■ SHORT PROBLEM ■
Set down word for word the part of the listing below that opens with its first line and closes with the line containing "M149 209L164 211L168", both lines included. Leave the pictures out of your copy.
==========
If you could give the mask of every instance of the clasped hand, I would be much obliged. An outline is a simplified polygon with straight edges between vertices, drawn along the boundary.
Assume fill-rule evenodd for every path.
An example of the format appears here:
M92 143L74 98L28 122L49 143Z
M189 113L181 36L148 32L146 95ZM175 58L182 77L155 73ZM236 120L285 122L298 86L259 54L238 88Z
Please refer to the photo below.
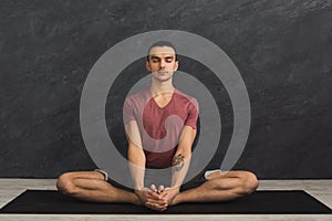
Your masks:
M149 209L164 211L168 206L174 204L175 197L179 193L179 188L165 188L152 185L151 188L136 190L142 203Z

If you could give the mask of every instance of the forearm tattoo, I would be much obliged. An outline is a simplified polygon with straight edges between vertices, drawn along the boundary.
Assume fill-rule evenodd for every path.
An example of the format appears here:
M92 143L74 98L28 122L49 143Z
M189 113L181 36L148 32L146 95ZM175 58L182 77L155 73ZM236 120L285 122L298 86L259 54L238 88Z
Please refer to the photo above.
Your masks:
M185 156L183 156L181 154L179 154L173 158L172 166L174 166L176 171L181 170L184 165L185 165Z

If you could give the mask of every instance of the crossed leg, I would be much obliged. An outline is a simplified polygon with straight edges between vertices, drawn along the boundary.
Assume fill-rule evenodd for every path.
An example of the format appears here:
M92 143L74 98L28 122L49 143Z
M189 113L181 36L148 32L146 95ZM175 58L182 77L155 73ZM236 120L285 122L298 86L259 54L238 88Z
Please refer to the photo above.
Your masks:
M183 202L209 202L237 199L253 192L258 180L249 171L214 172L197 188L177 194L170 204Z
M63 173L59 177L56 187L60 192L80 200L143 206L137 194L112 186L97 171ZM169 204L232 200L250 194L257 187L258 180L249 171L214 172L201 186L179 192Z
M65 172L59 177L56 188L63 194L84 201L129 202L142 206L134 192L112 186L98 171Z

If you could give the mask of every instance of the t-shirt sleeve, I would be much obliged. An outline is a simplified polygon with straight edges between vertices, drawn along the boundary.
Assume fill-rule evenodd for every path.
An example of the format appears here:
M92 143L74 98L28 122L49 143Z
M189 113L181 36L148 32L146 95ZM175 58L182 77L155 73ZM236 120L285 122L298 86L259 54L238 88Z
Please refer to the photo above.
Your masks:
==========
■ ANSWER FOR THE TASK ■
If you could give the mask of every instance of the clasped hand, I would be much obliged. An outline is a simplified polygon with straight edges between vertices, drawn along the boundary.
Assume fill-rule evenodd for every path.
An example of the format appears here:
M92 143L74 98L28 122L49 143Z
M189 113L181 36L148 32L146 95ZM175 58L182 77L155 73ZM236 120L285 122L298 86L259 54L238 88Z
Please refer to the photo below.
Your masks:
M149 209L164 211L168 206L174 204L175 197L179 193L179 188L165 188L152 185L151 188L136 190L142 203Z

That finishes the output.